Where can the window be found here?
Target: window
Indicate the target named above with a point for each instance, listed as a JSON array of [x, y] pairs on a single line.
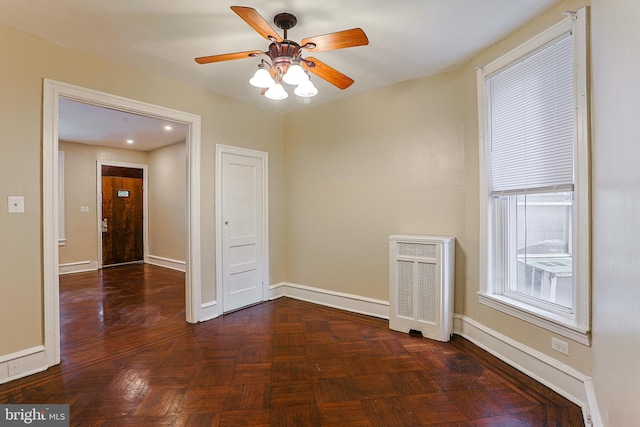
[[534, 181]]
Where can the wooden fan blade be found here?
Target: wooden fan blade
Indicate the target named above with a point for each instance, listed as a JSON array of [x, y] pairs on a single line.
[[257, 22], [339, 40], [326, 72], [228, 56]]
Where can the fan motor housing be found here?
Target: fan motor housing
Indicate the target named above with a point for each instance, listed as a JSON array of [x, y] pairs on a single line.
[[283, 53]]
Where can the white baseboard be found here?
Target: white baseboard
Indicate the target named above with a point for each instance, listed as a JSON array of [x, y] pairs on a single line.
[[559, 377], [26, 362], [348, 302], [167, 263], [208, 311], [77, 267]]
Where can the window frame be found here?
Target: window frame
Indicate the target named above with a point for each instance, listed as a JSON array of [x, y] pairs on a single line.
[[575, 325]]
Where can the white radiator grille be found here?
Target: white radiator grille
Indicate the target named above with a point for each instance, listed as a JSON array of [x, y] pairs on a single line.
[[421, 285], [427, 292], [417, 250], [405, 288]]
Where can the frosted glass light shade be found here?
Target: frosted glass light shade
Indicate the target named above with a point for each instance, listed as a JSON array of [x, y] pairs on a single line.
[[295, 75], [261, 78], [306, 89], [276, 92]]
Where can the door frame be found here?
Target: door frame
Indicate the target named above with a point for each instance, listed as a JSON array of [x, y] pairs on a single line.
[[145, 204], [264, 157], [52, 92]]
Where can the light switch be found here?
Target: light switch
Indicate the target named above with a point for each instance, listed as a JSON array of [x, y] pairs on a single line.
[[16, 204]]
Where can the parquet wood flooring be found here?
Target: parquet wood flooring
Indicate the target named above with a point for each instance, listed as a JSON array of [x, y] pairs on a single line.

···

• **THE PROBLEM**: Only the lines from the one that contains "Where can the frosted" to the end of the data should be output, exactly as they appear.

• **SOLVED PROBLEM**:
Where can the frosted glass light shade be found here?
Target: frosted glass light shade
Indicate the target named above with a point for each instance, listed as a JSON array of [x, y] pairs on a single line.
[[295, 75], [261, 78], [306, 89], [276, 92]]
Where can the door frame be found here?
Target: door frame
Indicate the target named above with a point for each instance, listed as a JSON array of [x, y] pairs on a single line.
[[145, 204], [264, 157], [52, 92]]
Where can the light switch be found here?
Target: light switch
Indicate the target named above with a point for each instance, listed as a JSON array of [x, y] pairs on a single line.
[[16, 204]]
Where can the parquet wood flooring be found here?
Target: parquet wood flooring
Indicate the target named above with a point for each instance, listed as a JSON array of [x, y] pairs on a single line.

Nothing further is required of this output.